TASK DESCRIPTION.
Reproduce each of the following entries word for word, keeping every line as it stands.

RECORD LIST.

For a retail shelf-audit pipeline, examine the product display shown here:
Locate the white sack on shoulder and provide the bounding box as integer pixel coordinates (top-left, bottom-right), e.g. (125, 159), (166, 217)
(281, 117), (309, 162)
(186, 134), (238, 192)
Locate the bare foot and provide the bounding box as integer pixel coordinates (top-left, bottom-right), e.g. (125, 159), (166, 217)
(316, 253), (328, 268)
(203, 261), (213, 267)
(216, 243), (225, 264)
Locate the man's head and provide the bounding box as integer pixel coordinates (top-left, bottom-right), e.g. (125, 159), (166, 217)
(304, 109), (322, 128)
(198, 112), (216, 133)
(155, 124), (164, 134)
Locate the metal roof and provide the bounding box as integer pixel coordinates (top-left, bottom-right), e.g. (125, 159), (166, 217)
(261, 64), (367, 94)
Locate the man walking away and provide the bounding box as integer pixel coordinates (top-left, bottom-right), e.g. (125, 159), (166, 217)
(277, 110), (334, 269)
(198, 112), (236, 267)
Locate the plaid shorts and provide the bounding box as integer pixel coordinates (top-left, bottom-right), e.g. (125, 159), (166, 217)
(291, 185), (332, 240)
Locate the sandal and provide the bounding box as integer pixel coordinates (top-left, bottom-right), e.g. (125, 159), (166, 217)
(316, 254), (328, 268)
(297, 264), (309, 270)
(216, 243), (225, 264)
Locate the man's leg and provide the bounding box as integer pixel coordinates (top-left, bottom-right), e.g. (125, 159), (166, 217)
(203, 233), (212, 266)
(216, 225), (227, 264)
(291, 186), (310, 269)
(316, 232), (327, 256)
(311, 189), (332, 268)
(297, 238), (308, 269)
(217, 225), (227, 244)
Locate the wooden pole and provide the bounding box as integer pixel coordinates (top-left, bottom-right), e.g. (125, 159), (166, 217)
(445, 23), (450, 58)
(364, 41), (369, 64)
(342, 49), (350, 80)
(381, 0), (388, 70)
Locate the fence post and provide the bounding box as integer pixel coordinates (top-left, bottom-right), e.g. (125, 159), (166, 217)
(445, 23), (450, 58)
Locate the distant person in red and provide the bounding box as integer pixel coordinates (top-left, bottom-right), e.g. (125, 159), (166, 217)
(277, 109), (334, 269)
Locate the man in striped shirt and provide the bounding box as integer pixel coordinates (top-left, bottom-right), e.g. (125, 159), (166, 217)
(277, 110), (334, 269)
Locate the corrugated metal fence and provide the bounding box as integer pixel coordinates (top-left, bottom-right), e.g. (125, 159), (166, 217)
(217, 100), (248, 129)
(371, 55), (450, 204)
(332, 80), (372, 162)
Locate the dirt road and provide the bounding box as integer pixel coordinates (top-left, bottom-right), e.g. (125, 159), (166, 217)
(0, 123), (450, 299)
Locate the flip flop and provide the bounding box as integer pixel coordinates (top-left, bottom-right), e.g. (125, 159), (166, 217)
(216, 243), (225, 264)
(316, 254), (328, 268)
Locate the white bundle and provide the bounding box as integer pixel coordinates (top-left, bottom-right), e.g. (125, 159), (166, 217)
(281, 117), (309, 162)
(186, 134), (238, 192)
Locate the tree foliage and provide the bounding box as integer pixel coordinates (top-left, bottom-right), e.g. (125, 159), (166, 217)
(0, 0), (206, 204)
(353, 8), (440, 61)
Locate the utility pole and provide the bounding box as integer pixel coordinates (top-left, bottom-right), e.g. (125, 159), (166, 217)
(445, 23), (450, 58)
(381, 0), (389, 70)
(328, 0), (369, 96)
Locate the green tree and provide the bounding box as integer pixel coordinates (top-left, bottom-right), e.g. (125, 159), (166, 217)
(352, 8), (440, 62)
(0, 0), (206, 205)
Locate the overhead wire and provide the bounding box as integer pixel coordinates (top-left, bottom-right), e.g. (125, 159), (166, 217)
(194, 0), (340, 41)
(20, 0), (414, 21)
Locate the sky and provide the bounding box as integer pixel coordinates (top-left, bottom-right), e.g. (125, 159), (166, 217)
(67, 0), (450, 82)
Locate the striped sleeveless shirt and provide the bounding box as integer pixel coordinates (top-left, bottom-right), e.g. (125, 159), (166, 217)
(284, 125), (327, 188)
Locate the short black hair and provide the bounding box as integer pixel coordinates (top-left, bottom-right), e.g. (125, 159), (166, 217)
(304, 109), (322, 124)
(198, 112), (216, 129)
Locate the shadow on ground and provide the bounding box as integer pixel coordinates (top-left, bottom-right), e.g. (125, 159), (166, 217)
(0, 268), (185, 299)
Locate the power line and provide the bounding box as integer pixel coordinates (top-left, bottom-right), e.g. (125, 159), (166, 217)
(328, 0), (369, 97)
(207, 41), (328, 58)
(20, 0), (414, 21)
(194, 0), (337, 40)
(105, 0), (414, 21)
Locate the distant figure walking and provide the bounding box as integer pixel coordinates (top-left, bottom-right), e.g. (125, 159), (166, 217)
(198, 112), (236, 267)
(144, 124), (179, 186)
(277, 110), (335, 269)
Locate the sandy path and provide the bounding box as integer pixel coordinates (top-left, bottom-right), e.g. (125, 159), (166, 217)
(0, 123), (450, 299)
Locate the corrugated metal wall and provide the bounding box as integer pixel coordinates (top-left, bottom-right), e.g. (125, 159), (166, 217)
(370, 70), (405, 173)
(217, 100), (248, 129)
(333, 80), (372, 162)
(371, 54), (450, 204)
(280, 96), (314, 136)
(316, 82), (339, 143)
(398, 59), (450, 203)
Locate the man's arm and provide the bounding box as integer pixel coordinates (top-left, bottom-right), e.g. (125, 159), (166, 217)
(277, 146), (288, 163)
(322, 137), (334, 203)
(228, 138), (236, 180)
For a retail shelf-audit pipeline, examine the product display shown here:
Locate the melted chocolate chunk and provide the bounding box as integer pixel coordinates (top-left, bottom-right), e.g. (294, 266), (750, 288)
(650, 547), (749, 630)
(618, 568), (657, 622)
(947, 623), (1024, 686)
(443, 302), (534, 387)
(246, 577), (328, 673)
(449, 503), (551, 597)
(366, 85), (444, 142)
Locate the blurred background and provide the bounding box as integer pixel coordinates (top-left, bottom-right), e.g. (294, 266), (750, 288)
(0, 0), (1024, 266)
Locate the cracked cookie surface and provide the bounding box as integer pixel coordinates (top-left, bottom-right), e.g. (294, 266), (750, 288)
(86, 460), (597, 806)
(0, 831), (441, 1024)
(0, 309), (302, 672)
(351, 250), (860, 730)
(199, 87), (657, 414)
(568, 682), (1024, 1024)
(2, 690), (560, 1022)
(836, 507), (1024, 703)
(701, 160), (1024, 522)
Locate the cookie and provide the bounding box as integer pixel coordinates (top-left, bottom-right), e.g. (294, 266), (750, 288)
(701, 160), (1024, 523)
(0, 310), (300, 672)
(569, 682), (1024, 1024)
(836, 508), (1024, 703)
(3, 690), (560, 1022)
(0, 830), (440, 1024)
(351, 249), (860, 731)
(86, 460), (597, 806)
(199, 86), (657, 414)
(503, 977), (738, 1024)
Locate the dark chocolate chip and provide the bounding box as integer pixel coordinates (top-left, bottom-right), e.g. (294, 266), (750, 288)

FINAL RESULT.
For a retail shelf-audit pipeline, examine the product display shown here:
Locate the white sack on shoulder and provide the bounding box as integer pixel coordinates (top-left, bottom-right), e.g. (125, 159), (166, 217)
(281, 117), (309, 162)
(186, 134), (238, 192)
Locate the bare foot and provide the bounding box as integer pixel coordinates (top-left, bottom-right), e.g. (125, 159), (166, 217)
(316, 253), (328, 268)
(203, 261), (213, 267)
(216, 243), (225, 264)
Locate the man's head and provide the bounding box as integer pixel coordinates (top-left, bottom-right), e.g. (125, 159), (166, 217)
(304, 109), (322, 128)
(198, 112), (216, 133)
(155, 124), (164, 134)
Locate the metal roof and provide the bounding box as integer pixel coordinates (top-left, bottom-right), e.g. (125, 159), (166, 217)
(261, 64), (367, 94)
Locate the man walking away and provide the bounding box as integer pixel coordinates (top-left, bottom-right), e.g. (125, 159), (166, 217)
(277, 110), (334, 269)
(198, 112), (236, 267)
Locate the plaid shorts and provide the bounding box as integer pixel coordinates (top-left, bottom-right), e.g. (125, 159), (166, 217)
(291, 185), (332, 240)
Locate the sandal and provide the bounding box as integer pixel coordinates (top-left, bottom-right), e.g. (125, 159), (166, 217)
(316, 254), (328, 268)
(297, 264), (309, 270)
(216, 243), (225, 264)
Locate the man's leg and provide the bounding box as integer pixel coordinates (top-left, bottom-right), e.g. (125, 159), (166, 217)
(203, 233), (212, 266)
(216, 225), (227, 264)
(291, 186), (310, 269)
(316, 232), (327, 256)
(311, 189), (332, 268)
(297, 238), (308, 269)
(217, 225), (227, 244)
Locate the wooden pole and provide the bounding box as integer pixel coordinates (top-left, bottom-right), e.g. (125, 159), (166, 217)
(445, 23), (450, 58)
(364, 41), (369, 64)
(342, 49), (350, 80)
(381, 0), (388, 70)
Locate the fence post and provide the bounding box as integer pixel coordinates (top-left, bottom-right), e.g. (125, 159), (166, 217)
(445, 23), (450, 58)
Locate the distant person in red and provide the bounding box as integer pixel coordinates (top-left, bottom-right), e.g. (125, 159), (166, 217)
(277, 109), (334, 269)
Locate the man in striped shirt and provide the bounding box as integer pixel coordinates (top-left, bottom-right), e.g. (125, 159), (166, 217)
(277, 110), (334, 269)
Locate the corrugated metal fence and provide the bounding box as integer pixel coordinates (top-left, bottom-right), e.g. (125, 159), (166, 217)
(217, 100), (248, 129)
(371, 55), (450, 204)
(332, 80), (372, 162)
Locate the dirt road and provide the bounding box as integer pixel coordinates (top-left, bottom-right), e.g. (125, 159), (166, 217)
(0, 123), (450, 299)
Locate the flip flop and provide the bounding box as integer pixel coordinates (top-left, bottom-right), e.g. (125, 159), (166, 217)
(216, 243), (225, 264)
(316, 254), (328, 268)
Locate the white bundle and provide the bounding box as integer pixel coordinates (top-left, bottom-right), e.g. (125, 159), (166, 217)
(281, 117), (309, 162)
(186, 134), (238, 192)
Locate the tree foliage and provide the bounding box as integer pixel coordinates (top-left, bottom-right), e.g. (125, 159), (166, 217)
(0, 0), (206, 204)
(353, 8), (440, 61)
Locate the utility pole and provide the bounding box as integer pixel coordinates (top-left, bottom-right), e.g. (125, 159), (166, 217)
(445, 23), (450, 58)
(381, 0), (389, 70)
(328, 0), (369, 96)
Locate the green tree and provide the bounding box as integer pixel coordinates (top-left, bottom-right), e.g. (125, 159), (166, 217)
(352, 8), (440, 62)
(0, 0), (206, 205)
Locate the overhead wire and provide the bounding box as integer pixel coordinates (top-left, bottom-right), e.g. (125, 159), (166, 217)
(194, 0), (340, 41)
(20, 0), (414, 21)
Locate the sky and provide the bounding box as integer pixel coordinates (top-left, bottom-right), e.g. (125, 159), (166, 217)
(67, 0), (450, 82)
Locate the striped sleeveless shirt and provide the bounding box as integer pixel coordinates (top-left, bottom-right), e.g. (125, 159), (166, 217)
(284, 125), (327, 188)
Locate the short black hair and provide the bounding box as integer pixel coordinates (top-left, bottom-right), e.g. (125, 159), (166, 217)
(304, 109), (322, 124)
(198, 112), (216, 129)
Locate the shadow on ground and provide the bounding box as integer pixel coordinates (top-left, bottom-right), e.g. (125, 159), (166, 217)
(0, 268), (185, 299)
Locate the power line and provide the bounding box as integer pixel coordinates (top-left, bottom-right), e.g. (125, 159), (166, 217)
(328, 0), (369, 97)
(207, 41), (328, 58)
(20, 0), (414, 21)
(194, 0), (337, 40)
(105, 0), (414, 21)
Locate the distant figure walking and provide the bounding box as integer pixel coordinates (top-left, bottom-right), e.g. (125, 159), (166, 217)
(198, 112), (236, 267)
(144, 124), (179, 186)
(277, 110), (335, 269)
Locate the sandy path and provide the bounding box as integer pixel coordinates (top-left, bottom-right), e.g. (125, 159), (166, 217)
(0, 123), (450, 299)
Locate the corrugated metal wall and provide the bounding box as integer pixel coordinates (top-left, bottom-right), e.g. (125, 159), (166, 217)
(370, 70), (405, 173)
(217, 100), (248, 129)
(333, 80), (372, 162)
(371, 54), (450, 204)
(280, 96), (314, 136)
(316, 82), (339, 143)
(398, 59), (450, 203)
Locate the man's arm and provide the bounding box as integer pixel coordinates (top-left, bottom-right), e.g. (125, 159), (166, 217)
(277, 146), (288, 163)
(322, 137), (334, 203)
(228, 138), (236, 180)
For a retail shelf-audit pipeline, examine the product display shown here:
Locate the melted chocolate chunk and provide the bounding box as integer pixel coordinates (top-left, bottom-right), e.g. (294, 266), (750, 288)
(650, 547), (749, 630)
(618, 568), (657, 622)
(947, 623), (1024, 686)
(443, 302), (534, 387)
(246, 577), (328, 673)
(449, 503), (551, 597)
(366, 85), (444, 142)
Locate the blurred background and provide the bounding box as integer pixel coordinates (top-left, bottom-right), e.g. (294, 266), (750, 288)
(0, 0), (1024, 266)
Locate the cracked cookie surface and provide the bounding box as integer pixel coordinates (top-left, bottom-right), e.g. (294, 266), (750, 288)
(86, 460), (597, 806)
(0, 831), (441, 1024)
(0, 309), (302, 672)
(351, 250), (860, 730)
(199, 87), (657, 414)
(568, 682), (1024, 1024)
(2, 690), (560, 1022)
(836, 507), (1024, 703)
(701, 160), (1024, 522)
Locate the cookie and provide the bounding box as integer pixel coordinates (top-left, bottom-right), e.g. (294, 266), (750, 288)
(701, 160), (1024, 523)
(0, 310), (300, 672)
(569, 682), (1024, 1024)
(836, 508), (1024, 703)
(3, 690), (560, 1022)
(0, 830), (440, 1024)
(351, 249), (860, 731)
(86, 460), (597, 806)
(199, 86), (657, 414)
(503, 977), (738, 1024)
Locate the dark chocolate chip and provide the bounding box as integer pixel coordinates (top-left, bottom-right), e.g. (294, 266), (750, 288)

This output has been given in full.